> [Instruction 1]: Select each line in the listing below that contains the string "bush", treating uppercase and lowercase as different, and copy those lines out.

> [Text to read]:

Post-Polio Health, Volume 31, Number 4, Fall 2015
Dr. Stephanie T. Machell is a psychologist in independent practice in the Greater Boston area and consultant to the International Rehabilitation Center for Polio, Spaulding-Framingham Outpatient Center, Framingham, Massachusetts.
Her father was a polio survivor.
QUESTION: I participate in a Facebook group for polio survivors. I want to contribute honestly, but many times my response isn’t what others “believe.” I have felt bullied a few times in the past, and just backed off. I find that I gain from it, so I don’t want to leave the group. Do you have suggestions as to how to respond in these instances?
Response from Stephanie T. Machell, PsyD: Unfortunately, this is a common problem in groups. Opinions and experiences that differ from what the group as a whole believes threaten one or more members, triggering an attack on the person expressing them. Members become reluctant to share. Some leave.
Have other group members been bullied when they’ve said things others don’t “believe?” Or are they careful to stay within the parameters of accepted beliefs? The group “norm” may be total agreement and avoidance of controversy. Or members, aware that there are one or more group bullies, may have just stopped commenting.
Because social media brings out the “trolls” (e.g., those whose posts are vitriolic attacks on those with whom they disagree) as well as the “troll” in otherwise decent people, Facebook groups usually have rules that are posted as part of the group description. Groups may have a moderator who among other things takes responsibility for insuring that the rules are followed. Often the moderator posts reminders of these rules, especially after they’ve been violated.
A common group rule is that posts and comments should be respectful. If your group has this rule and a moderator, send her/him a private message describing your experience and requesting that s/he communicate with the bully about this. You might also request that the moderator post a reminder of the group rules. If there are no rules or moderator, you could propose that the group consider changing this (though don’t be surprised if others take this to mean you’re volunteering!).

> [Instruction 2]: Please reproduce the column above on handling a Facebook group word for word, everything from "Have other group" down to "just stopped commenting.".

> [Source data]:
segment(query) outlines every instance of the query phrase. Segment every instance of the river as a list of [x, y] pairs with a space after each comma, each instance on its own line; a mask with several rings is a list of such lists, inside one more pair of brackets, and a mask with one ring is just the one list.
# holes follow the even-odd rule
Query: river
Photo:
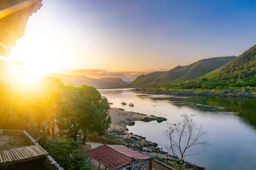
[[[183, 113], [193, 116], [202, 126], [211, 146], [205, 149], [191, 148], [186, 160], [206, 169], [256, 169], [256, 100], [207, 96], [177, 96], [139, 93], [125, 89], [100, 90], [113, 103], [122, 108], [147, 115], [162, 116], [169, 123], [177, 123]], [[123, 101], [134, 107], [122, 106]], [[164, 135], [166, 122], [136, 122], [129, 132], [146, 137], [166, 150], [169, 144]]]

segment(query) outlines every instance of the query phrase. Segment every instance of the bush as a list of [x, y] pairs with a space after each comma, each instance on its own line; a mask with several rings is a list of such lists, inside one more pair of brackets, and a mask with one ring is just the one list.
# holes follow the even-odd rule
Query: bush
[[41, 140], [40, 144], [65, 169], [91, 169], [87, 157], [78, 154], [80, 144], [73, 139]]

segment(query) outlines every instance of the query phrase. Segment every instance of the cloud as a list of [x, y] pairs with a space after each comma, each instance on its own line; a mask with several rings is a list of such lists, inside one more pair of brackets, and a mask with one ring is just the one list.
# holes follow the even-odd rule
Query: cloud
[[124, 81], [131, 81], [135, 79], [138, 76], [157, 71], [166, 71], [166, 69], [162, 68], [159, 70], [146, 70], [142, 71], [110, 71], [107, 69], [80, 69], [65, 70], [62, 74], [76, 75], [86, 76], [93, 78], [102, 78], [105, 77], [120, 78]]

> [Response 1]:
segment(query) outlines every instance of the query phrase. Segment every instance of the bush as a list of [x, y] pairs with a space after each comma, each instance on its own line; a mask with several rings is a list of such lists, inside one more pair of brackets, and a mask with one ring is just the one list.
Query: bush

> [Response 2]:
Have other group members been bullied when they’ve said things others don’t “believe?” Or are they careful to stay within the parameters of accepted beliefs? The group “norm” may be total agreement and avoidance of controversy. Or members, aware that there are one or more group bullies, may have just stopped commenting.